PASSAGE GIVEN:
Cultural Formation, Environmental Formation, Finding An Archeological Site



Archeologists are concerned with the activities of people and nature that create evidence of a cultural past. Such evidence, which may include any remnant of human habitation, is referred to as the archeological record. The processes that produce this evidence are called formation processes.



There are two types of formation processes: cultural and environmental. Cultural formation processes are those that follow the actual use of an artifact, e.g., reuse, discard, disturbance, and archeological recovery. Environmental formation processes are those agents that impact cultural materials at any stage of their existence.


Remote sensing and geophysical analysis

Although some archeological sites can be recognized above ground, the majority lie beneath the ground's surface. Remote sensing techniques allow archeologists to identify buried sites. In addition, by examining the ways human intervention have altered the surface near a site (e.g., through the construction of refuse pits or hearths), the archeologist may be able to identify patterns of previous usage.

SUPPLIED INFORMATION:

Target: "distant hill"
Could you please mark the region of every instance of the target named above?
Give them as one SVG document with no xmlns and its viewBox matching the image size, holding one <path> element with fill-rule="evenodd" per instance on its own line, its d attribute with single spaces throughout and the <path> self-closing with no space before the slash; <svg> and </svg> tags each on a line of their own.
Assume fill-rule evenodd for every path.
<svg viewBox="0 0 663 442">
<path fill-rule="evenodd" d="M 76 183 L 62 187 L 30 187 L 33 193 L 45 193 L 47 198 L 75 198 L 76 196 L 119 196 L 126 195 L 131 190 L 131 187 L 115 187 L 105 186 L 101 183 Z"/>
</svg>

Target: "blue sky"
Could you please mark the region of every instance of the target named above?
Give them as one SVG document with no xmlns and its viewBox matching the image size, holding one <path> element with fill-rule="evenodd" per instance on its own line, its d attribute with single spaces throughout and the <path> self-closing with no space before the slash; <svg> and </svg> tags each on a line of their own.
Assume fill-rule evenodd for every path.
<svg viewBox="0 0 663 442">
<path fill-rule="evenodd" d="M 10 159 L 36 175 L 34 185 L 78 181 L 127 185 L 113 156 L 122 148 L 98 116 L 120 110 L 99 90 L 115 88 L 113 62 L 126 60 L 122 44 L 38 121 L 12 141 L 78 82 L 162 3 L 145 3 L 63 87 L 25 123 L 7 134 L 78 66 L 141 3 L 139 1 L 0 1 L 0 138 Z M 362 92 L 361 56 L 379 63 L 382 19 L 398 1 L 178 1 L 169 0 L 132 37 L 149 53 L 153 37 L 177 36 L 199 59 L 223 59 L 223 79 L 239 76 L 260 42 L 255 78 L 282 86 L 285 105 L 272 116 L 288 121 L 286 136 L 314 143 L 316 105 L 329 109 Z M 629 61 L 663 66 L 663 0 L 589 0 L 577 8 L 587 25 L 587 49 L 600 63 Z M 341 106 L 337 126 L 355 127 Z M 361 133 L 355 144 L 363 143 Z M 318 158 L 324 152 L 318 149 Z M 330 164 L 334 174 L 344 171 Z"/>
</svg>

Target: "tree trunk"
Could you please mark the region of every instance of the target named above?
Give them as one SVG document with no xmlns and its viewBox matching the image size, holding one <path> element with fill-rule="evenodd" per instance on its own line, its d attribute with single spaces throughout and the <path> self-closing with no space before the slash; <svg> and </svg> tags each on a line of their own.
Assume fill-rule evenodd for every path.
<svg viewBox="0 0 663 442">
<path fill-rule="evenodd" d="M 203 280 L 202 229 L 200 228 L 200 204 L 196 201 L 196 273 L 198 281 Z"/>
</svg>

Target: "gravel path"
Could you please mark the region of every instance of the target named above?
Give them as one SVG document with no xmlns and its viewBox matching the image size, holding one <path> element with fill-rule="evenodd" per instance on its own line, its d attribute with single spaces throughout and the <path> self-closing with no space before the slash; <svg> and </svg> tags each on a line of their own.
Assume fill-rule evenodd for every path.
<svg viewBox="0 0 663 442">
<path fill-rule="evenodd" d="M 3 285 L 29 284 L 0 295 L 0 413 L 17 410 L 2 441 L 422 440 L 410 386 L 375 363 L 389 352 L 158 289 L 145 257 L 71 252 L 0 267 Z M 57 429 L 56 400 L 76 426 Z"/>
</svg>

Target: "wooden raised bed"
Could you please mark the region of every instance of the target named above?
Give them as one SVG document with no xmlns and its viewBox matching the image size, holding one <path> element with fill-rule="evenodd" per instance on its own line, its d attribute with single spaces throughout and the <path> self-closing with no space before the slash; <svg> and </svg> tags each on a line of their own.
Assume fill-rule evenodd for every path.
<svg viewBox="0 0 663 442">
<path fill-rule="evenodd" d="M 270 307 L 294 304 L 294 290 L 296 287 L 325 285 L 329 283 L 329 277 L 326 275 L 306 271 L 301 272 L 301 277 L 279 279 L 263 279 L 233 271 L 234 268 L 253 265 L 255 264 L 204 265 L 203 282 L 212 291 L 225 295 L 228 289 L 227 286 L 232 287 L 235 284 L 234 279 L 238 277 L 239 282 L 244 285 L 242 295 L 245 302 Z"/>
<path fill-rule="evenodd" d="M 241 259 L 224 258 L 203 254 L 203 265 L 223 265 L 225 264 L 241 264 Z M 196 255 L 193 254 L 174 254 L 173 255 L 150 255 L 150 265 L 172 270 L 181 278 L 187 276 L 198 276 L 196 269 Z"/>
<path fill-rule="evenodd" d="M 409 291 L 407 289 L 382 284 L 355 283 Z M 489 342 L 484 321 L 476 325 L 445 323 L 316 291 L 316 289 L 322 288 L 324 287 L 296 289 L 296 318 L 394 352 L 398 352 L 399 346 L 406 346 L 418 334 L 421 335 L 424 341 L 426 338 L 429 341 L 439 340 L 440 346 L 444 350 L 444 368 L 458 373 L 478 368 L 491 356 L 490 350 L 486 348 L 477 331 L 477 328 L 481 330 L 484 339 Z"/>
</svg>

REQUIRED WORK:
Please restate the stretch from "Archeologists are concerned" through "called formation processes." in the passage on archeological formation processes, switching "archeological record" to "cultural record".

FINISHED ANSWER:
Archeologists are concerned with the activities of people and nature that create evidence of a cultural past. Such evidence, which may include any remnant of human habitation, is referred to as the cultural record. The processes that produce this evidence are called formation processes.